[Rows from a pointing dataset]
::::::::
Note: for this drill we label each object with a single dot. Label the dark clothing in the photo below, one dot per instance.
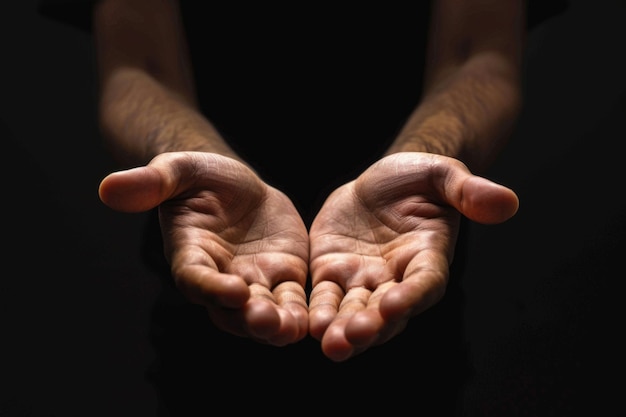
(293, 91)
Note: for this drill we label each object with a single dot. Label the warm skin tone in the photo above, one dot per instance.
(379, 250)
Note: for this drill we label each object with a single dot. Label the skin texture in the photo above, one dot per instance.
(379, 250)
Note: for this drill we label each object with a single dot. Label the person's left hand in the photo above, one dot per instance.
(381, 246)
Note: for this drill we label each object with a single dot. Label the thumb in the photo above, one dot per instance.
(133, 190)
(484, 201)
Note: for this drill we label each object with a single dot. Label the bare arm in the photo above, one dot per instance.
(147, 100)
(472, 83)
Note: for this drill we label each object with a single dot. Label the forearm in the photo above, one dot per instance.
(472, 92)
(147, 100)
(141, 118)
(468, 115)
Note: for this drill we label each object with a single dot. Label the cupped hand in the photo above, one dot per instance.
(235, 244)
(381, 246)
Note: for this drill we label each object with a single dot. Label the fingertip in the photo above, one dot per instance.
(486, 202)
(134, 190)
::::::::
Repeat the entries between the line holding "Label the cupped" and the end of the entries, inclusive.

Note: for this drill we label each object with a single dot. Label the cupped hand in the photo above, one dot per instance.
(235, 244)
(381, 246)
Note: for this drill we label each object with a single dot. Label the fingertip in the photo above, one dot per instance.
(486, 202)
(134, 190)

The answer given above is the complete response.